::: ENTRIES PROVIDED
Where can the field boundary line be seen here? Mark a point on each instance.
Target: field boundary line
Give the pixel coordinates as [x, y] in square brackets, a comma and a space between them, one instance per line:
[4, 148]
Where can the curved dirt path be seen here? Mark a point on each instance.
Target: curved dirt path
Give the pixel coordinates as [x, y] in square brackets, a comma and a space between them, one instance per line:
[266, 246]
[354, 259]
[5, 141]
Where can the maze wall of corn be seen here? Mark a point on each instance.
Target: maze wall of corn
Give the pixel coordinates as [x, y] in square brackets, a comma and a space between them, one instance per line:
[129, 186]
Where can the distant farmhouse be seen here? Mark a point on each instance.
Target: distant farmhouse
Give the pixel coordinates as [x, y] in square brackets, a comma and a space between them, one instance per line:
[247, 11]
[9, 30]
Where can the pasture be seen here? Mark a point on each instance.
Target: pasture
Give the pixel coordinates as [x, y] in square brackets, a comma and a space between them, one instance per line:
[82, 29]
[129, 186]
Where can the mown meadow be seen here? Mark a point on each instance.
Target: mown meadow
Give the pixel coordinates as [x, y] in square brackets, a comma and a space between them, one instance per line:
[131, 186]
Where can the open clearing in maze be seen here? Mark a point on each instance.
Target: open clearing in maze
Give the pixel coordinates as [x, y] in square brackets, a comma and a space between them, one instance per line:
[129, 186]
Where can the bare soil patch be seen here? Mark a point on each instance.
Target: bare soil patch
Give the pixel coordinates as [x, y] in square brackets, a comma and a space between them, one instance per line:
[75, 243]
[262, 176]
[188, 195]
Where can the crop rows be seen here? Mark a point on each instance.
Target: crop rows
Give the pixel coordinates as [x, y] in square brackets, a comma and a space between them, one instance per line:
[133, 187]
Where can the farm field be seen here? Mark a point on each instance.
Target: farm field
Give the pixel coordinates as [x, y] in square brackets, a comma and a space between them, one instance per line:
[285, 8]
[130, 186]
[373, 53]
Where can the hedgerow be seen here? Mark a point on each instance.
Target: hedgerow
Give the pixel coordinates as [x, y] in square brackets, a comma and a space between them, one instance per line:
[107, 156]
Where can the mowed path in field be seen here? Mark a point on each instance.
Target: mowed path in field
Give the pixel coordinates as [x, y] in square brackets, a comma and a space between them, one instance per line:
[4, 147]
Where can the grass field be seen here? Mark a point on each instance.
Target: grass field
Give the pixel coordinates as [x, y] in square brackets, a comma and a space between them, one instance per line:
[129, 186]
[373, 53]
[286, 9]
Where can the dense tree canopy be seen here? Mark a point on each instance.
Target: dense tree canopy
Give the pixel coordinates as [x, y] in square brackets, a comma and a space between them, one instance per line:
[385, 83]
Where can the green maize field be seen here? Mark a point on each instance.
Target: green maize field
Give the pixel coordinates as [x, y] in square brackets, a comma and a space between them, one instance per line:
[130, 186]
::::::
::: ENTRIES PROVIDED
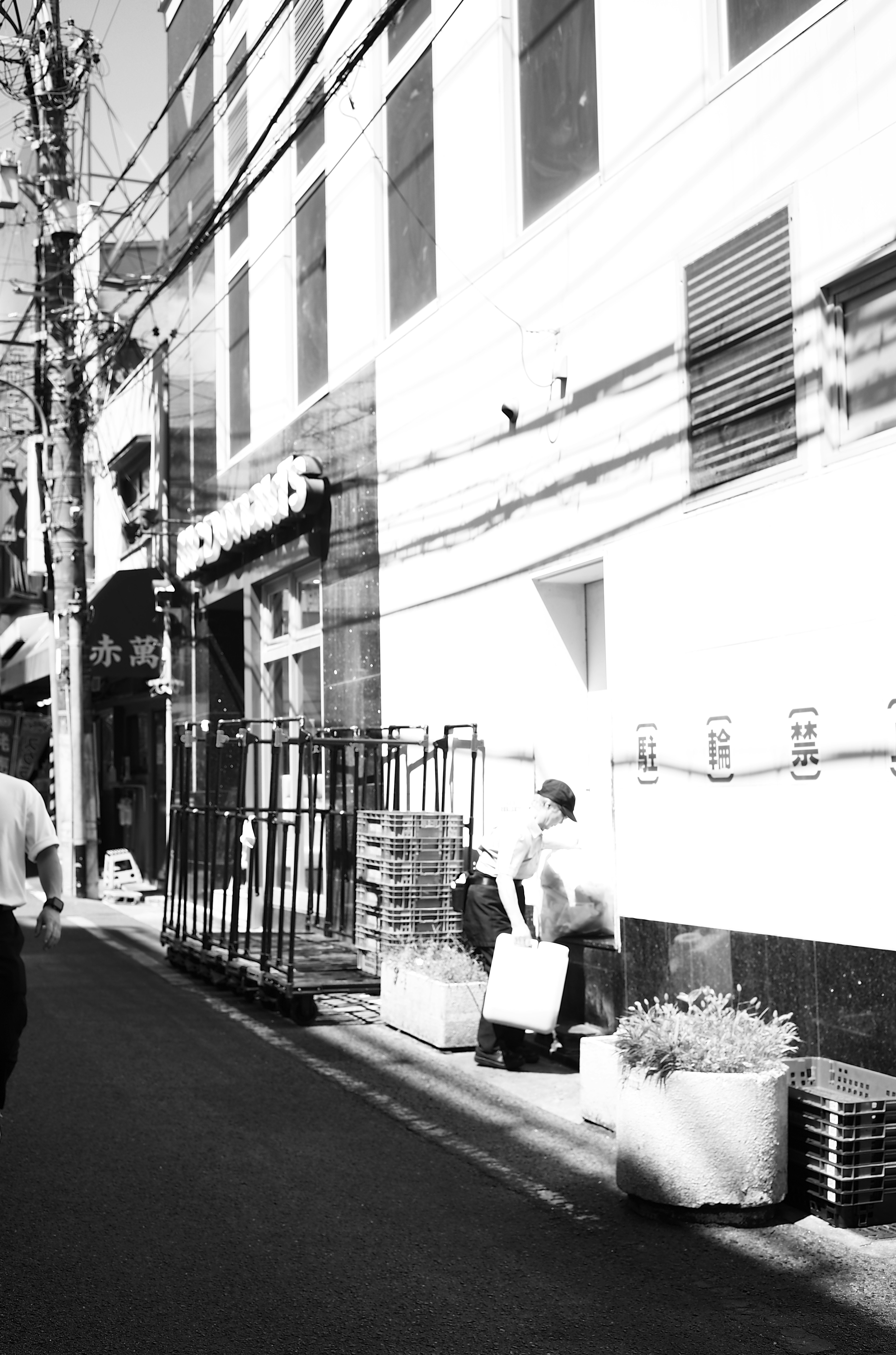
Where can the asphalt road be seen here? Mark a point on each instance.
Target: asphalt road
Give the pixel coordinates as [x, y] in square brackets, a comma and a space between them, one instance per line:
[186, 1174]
::::::
::: ENTRIES PROVIDED
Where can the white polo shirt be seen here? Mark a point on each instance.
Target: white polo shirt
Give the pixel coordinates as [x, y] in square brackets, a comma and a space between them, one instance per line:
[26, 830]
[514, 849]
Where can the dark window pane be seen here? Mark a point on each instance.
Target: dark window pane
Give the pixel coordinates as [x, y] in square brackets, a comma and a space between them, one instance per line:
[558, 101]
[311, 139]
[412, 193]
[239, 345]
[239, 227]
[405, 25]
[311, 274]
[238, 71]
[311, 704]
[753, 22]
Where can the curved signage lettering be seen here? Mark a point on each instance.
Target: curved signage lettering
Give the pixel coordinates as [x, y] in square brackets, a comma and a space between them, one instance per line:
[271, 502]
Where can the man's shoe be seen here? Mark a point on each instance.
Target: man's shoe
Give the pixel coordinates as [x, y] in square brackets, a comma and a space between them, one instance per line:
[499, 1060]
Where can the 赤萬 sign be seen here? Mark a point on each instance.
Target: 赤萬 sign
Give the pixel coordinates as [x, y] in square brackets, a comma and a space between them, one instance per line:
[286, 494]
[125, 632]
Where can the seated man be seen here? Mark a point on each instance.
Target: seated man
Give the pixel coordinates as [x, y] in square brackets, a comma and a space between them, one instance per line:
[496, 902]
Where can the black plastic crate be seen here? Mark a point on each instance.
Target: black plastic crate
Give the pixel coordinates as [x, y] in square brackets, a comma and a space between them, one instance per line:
::::::
### [WHAT YOU SHOULD DO]
Pull out each line of the entries above that contains the word "tree", and copy every such line in full. Case counts.

### [SOLUTION]
Where can the dense tree canopy be seen here? Mark a point on each instance.
Target: dense tree canopy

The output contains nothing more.